#### Stated task
Show every line of the records that contains the string "building", copying each such line in full. Case counts.

#### Dataset records
|---|
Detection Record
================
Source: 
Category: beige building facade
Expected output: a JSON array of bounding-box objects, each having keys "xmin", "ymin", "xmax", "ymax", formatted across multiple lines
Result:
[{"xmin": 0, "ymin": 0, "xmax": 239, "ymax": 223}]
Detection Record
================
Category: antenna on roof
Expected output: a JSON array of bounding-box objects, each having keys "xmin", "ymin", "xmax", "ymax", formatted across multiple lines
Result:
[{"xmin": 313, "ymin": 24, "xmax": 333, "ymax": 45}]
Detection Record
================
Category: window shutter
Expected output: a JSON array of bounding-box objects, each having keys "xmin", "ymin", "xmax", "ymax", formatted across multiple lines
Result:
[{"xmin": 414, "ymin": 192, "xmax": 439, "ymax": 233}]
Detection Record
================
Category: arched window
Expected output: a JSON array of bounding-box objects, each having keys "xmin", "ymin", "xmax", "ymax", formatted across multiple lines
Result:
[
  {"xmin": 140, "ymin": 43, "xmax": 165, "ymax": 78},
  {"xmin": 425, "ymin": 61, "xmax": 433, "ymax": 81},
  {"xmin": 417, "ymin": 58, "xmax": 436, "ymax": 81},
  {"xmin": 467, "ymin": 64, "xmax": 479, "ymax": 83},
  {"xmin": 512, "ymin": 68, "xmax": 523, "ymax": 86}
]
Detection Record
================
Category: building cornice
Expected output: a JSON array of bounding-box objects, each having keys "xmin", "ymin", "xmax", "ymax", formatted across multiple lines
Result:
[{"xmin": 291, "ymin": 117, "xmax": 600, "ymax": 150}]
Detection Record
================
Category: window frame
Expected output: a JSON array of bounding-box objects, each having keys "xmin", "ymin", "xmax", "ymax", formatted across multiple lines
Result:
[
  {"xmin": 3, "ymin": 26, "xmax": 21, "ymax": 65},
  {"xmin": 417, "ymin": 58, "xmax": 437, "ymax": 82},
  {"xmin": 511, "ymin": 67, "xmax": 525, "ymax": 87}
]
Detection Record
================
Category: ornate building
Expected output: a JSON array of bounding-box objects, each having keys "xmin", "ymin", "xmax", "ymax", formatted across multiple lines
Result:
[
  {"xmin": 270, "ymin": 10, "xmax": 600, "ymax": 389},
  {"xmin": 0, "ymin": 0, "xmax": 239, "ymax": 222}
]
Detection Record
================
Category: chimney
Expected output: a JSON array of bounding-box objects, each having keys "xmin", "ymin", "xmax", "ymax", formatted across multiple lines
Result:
|---|
#### Result below
Category: beige building facade
Category: building cornice
Category: ornate building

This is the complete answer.